PROVIDED PASSAGE
———

Multidisciplinary management of multisystem disorders
Glycogen storage disease Ib
Glycogen storage disease Ib patients must be managed by a multidisciplinary team including experienced specialists in pediatric nutrition and hematology. The carbohydrate balance is very fragile in these patients, who must be fed day and night. Severe carbohydrate instability may necessitate liver transplantation [68]. Low doses of G-CSF (< 5 μg/kg/d) are usually necessary both to correct the neutropenia and to obtain a clinical improvement [21, 181]. The response is obtained within 48 hours, which is compatible with neutrophil release from the bone marrow compartment and with the absence of maturation arrest in these patients. Tolerability is generally good, although G-CSF-induced thrombocytopenia and splenomegalia are relatively frequent.
Shwachman-Diamond syndrome
These patients too must be managed by a multidisciplinary team. Their external pancreatic insufficiency leads to nutritional deficiency, which may be severe or simply consist of liposoluble vitamin deficiencies, requiring supplementation. Attention must be paid to the accompanying bone disorders, and counseling is needed because of these patients' frequently abnormal mental development. The use of G-CSF is far less frequent in patients with permanent ELANE neutropenia.
Hematopoietic stem cell transplantation (HSCT)
HSCT can permanently correct the neutropenia in these patients, and is the only option for patients who continue to experience severe infections despite G-CSF therapy.
Validated indications of bone marrow grafting include G-CSF resistance (> 50 μg/kg/day) and myelodysplasia/leukemic transformation, in which case it is the only therapeutic option [182–184].

———

LISTED ENTRIES
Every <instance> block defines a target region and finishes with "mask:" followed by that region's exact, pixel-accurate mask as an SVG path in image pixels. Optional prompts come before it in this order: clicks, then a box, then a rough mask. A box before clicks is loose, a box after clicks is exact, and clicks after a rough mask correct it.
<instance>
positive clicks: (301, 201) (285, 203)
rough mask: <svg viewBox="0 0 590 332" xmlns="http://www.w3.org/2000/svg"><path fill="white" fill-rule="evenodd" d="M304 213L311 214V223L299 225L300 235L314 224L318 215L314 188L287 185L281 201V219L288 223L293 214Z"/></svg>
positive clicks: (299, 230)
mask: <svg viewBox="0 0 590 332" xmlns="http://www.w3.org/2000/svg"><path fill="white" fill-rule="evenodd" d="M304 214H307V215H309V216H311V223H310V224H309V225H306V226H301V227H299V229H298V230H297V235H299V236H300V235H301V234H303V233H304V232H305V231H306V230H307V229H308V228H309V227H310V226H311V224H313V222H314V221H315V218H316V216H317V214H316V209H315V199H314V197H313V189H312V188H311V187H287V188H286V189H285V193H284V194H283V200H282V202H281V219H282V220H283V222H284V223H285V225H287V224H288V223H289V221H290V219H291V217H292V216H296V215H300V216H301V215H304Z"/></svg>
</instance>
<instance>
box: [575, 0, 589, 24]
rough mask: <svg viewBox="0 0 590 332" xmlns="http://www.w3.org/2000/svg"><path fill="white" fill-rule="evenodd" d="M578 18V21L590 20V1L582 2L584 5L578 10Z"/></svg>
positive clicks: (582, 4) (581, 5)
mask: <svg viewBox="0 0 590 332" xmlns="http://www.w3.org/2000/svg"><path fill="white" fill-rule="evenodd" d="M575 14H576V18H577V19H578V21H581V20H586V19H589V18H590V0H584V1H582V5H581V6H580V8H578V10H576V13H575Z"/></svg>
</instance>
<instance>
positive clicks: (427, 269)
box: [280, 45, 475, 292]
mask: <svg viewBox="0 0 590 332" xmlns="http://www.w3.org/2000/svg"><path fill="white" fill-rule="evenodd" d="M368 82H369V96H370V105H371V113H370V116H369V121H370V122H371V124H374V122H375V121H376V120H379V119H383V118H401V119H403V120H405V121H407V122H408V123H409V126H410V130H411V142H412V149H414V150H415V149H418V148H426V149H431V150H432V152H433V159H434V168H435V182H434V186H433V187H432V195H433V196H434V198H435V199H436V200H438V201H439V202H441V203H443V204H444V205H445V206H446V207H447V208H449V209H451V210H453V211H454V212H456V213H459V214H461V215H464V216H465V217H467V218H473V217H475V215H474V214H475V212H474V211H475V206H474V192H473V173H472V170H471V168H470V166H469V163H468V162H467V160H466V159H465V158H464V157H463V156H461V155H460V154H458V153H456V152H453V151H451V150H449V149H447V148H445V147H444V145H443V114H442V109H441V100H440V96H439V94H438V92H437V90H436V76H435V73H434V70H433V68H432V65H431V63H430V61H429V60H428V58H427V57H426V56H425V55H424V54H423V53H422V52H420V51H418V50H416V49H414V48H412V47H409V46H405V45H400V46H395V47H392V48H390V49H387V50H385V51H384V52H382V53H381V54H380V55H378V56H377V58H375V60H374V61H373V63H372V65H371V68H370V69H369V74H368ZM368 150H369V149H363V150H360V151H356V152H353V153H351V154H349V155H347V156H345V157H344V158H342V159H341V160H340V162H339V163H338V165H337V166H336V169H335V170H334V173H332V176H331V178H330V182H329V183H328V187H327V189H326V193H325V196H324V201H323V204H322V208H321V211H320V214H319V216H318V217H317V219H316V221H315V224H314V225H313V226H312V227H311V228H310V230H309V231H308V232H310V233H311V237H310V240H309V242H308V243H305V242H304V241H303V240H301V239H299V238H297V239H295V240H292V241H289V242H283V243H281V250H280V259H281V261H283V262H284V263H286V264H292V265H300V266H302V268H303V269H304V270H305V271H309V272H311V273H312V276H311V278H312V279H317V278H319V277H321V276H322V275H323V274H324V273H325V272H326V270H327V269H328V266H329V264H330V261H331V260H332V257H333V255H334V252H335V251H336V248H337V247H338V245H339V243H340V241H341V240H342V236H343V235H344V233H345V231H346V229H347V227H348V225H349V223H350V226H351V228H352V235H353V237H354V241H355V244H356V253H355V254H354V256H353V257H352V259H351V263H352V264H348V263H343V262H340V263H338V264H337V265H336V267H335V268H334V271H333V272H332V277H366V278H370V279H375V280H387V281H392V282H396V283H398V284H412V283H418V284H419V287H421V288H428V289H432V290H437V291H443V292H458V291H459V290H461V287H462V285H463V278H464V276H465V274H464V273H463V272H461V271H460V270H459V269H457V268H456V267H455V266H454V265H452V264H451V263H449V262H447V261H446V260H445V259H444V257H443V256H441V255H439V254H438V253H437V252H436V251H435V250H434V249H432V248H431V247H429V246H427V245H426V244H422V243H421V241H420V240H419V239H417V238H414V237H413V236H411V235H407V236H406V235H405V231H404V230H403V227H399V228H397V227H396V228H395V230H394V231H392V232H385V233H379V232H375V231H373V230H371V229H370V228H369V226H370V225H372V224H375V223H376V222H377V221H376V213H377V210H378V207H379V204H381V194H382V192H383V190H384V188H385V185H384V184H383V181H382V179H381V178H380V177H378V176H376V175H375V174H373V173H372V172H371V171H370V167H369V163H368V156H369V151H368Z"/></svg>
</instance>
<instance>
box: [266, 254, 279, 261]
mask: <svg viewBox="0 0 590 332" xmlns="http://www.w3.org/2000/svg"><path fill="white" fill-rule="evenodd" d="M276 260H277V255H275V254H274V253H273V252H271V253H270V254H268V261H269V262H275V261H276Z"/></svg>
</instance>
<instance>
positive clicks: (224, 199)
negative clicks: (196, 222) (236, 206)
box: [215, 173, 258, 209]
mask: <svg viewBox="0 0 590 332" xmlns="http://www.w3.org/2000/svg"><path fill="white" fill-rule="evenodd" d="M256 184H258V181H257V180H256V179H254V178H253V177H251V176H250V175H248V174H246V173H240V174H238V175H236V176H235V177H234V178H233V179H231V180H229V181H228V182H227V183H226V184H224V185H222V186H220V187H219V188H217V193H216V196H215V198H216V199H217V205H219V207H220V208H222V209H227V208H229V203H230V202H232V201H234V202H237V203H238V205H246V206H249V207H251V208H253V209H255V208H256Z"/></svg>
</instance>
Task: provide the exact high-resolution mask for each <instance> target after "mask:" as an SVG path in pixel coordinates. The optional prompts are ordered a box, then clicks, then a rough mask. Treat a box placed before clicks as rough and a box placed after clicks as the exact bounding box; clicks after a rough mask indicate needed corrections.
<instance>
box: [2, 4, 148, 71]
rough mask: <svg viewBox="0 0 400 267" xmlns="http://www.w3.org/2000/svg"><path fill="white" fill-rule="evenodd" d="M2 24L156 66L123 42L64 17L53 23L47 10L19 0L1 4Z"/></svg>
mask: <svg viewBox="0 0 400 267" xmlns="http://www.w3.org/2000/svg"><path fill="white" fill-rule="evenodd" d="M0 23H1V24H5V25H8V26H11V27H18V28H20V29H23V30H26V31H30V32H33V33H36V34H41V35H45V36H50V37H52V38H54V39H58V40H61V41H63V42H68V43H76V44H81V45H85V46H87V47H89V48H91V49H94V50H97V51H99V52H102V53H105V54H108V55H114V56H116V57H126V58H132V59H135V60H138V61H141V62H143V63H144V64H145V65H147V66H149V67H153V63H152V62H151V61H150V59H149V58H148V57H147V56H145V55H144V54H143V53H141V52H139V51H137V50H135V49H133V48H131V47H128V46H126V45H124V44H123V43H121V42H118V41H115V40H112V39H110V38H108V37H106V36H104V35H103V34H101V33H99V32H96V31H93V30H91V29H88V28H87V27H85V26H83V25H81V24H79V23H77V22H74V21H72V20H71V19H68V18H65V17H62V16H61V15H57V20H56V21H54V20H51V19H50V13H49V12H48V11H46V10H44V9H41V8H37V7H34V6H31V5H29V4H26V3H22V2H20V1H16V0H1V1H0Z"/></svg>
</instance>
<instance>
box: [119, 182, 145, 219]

———

WHAT YOU HAVE TO DO
Resume the passage on multidisciplinary management of multisystem disorders, continuing after its last sentence about validated indications for bone marrow grafting.

TASK RESULT
Patients with malignant transformation (with the exception of frank leukemia) should not receive chemotherapy before the bone marrow graft.
In patients with neutropenia dependent on chronically high doses of G-CSF (at least 20 μg/kg per injection at least three months a year), given the high risk of leukemic transformation, bone marrow grafting should be considered on a case by case basis, taking into account the possibility of finding a related donor.
Standard HSCT procedures can be used, with myeloablative conditioning. Even in patients with malignant transformation survival now exceeds 70%, with the exception of patients with Schwachman's syndrome.
The second disease in which HSCT may be indicated is Shwachman-Diamond syndrome. Schematically, there are two distinct indications for HSCT in this setting: pancytopenia with no detectable malignant clone, and myelodysplasia/leukemic transformation [185]. The results are very different in the two indications but tend to be good (favorable outcome in >80% of cases) in the absence of a malignant clone, while they are very mediocre in case of leukemic transformation (<35% survival). In the absence of clonal progression, the so-called 'reduced intensity' conditioning regimen (especially fludarabine and Campath) appears promising [186, 187].
Daily life
It should be remembered that intramuscular injections and rectal temperature measurement may be harmful. Most vaccines can be administered, including live viral vaccines. However, BCG vaccine should be avoided. Pneumococcal and influenza vaccination is recommended. No dietary restrictions are necessary in neutropenic children. They are not unusually susceptible to viral epidemics and there is therefore no reason to deprive them of opportunities for social interaction.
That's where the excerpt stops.